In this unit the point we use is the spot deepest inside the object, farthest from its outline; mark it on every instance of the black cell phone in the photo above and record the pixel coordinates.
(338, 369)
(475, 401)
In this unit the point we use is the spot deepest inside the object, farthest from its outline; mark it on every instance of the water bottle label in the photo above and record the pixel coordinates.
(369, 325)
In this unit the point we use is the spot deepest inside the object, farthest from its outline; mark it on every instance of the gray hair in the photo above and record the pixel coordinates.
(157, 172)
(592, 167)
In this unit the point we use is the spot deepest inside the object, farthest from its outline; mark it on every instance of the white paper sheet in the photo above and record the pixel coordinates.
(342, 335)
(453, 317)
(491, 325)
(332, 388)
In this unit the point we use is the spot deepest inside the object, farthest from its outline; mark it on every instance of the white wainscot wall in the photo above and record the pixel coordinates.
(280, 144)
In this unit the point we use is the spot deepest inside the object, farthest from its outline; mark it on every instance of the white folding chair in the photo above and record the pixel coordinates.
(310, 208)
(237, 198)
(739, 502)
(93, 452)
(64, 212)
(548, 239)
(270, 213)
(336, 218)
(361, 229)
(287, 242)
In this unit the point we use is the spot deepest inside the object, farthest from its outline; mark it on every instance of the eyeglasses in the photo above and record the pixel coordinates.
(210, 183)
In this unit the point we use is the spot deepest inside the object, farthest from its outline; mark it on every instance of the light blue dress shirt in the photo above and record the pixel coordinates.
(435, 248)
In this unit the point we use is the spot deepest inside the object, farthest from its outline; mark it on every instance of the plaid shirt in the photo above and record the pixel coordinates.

---

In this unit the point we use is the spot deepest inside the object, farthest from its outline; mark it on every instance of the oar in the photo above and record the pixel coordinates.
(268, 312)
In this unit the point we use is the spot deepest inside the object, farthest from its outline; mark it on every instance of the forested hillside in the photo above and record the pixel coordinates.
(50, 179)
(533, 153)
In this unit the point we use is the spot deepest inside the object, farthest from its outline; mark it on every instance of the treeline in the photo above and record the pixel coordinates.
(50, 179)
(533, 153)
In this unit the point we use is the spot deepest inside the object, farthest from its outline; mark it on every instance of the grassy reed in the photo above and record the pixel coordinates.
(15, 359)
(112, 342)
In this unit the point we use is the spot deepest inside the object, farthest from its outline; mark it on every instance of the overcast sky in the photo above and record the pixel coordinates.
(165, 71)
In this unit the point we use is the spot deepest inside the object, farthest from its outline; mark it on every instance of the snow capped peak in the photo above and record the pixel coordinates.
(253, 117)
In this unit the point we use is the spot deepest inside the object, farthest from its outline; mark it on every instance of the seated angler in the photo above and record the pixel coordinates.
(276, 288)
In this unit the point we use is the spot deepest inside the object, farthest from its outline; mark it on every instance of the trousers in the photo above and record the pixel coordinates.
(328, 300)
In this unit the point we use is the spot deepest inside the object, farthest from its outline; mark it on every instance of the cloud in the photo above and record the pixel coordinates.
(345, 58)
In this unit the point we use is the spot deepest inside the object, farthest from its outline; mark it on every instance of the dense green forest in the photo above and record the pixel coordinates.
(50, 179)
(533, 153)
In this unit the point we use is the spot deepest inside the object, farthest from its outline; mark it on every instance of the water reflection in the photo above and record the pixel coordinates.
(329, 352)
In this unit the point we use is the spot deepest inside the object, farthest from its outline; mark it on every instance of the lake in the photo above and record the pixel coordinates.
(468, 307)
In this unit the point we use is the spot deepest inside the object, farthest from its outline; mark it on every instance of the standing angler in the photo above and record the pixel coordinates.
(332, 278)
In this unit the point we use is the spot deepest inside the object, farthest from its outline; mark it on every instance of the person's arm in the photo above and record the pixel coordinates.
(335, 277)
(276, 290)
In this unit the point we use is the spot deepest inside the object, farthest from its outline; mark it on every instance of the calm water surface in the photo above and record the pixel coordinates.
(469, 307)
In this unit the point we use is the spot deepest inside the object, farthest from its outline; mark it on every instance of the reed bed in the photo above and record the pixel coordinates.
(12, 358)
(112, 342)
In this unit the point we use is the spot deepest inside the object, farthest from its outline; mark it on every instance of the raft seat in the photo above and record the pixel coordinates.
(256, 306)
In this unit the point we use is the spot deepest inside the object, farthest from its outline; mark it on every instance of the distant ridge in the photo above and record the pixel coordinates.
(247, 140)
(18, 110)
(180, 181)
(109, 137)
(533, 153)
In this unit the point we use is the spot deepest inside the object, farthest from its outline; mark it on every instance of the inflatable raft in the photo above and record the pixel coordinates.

- _Your task_:
Pick out every line in the items above that contains the word "shirt", and copy each of those lines.

- _In response_:
In this unit the point we use is the spot deepest inside the object, farthest from its outline; mark it on every instance of the light blue dress shirt in the photo above and record the pixel coordinates.
In this unit the point we use is the spot deepest inside the object, farthest from its outline; mark it on every instance of the plaid shirt in the photo above and record the pixel coordinates.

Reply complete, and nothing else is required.